Material for this exercise →
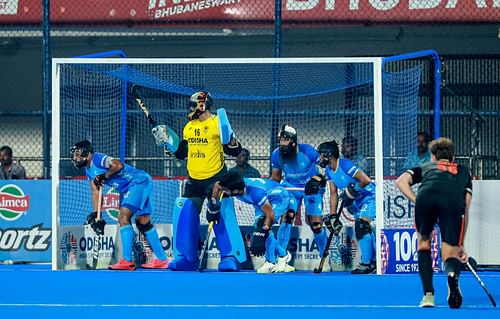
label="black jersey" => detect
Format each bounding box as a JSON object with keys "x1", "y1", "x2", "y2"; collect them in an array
[{"x1": 406, "y1": 161, "x2": 473, "y2": 206}]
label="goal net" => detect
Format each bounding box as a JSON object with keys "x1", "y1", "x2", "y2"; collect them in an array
[{"x1": 52, "y1": 57, "x2": 434, "y2": 272}]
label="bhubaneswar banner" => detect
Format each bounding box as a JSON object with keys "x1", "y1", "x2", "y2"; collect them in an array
[
  {"x1": 0, "y1": 0, "x2": 499, "y2": 23},
  {"x1": 0, "y1": 180, "x2": 51, "y2": 262}
]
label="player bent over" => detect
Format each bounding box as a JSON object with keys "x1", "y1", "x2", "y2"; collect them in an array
[
  {"x1": 71, "y1": 140, "x2": 168, "y2": 270},
  {"x1": 208, "y1": 172, "x2": 296, "y2": 273},
  {"x1": 271, "y1": 125, "x2": 329, "y2": 265},
  {"x1": 316, "y1": 141, "x2": 376, "y2": 274},
  {"x1": 396, "y1": 137, "x2": 472, "y2": 308},
  {"x1": 165, "y1": 91, "x2": 246, "y2": 271}
]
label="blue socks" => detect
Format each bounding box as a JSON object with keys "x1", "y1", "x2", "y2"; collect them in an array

Task prompt → Please set down the lines above word for word and leave out the pictures.

Reply →
label="black jersey" => detect
Format each bounding box as a JSON object with keys "x1", "y1", "x2", "y2"; collect them in an array
[{"x1": 406, "y1": 161, "x2": 473, "y2": 206}]
label="goal net" => detect
Format each bounding box as a JSON object with keys "x1", "y1", "x2", "y2"; collect them in an array
[{"x1": 52, "y1": 57, "x2": 434, "y2": 272}]
label="bhubaneswar banner" => detect
Format each bounding box as a JSON object with keys "x1", "y1", "x2", "y2"; collect them in an array
[
  {"x1": 0, "y1": 0, "x2": 499, "y2": 23},
  {"x1": 0, "y1": 180, "x2": 51, "y2": 262}
]
label="player bent over" => detect
Format each bounding box as a JSON object with keys "x1", "y1", "x2", "y2"; collect them in an array
[
  {"x1": 71, "y1": 140, "x2": 168, "y2": 270},
  {"x1": 208, "y1": 172, "x2": 296, "y2": 273},
  {"x1": 271, "y1": 125, "x2": 329, "y2": 265},
  {"x1": 316, "y1": 141, "x2": 376, "y2": 274},
  {"x1": 396, "y1": 137, "x2": 472, "y2": 308},
  {"x1": 165, "y1": 91, "x2": 246, "y2": 271}
]
label="blue socks" => detect
Format each bounding box as a JSON object with keys "x1", "y1", "x2", "y2"; collect them in an array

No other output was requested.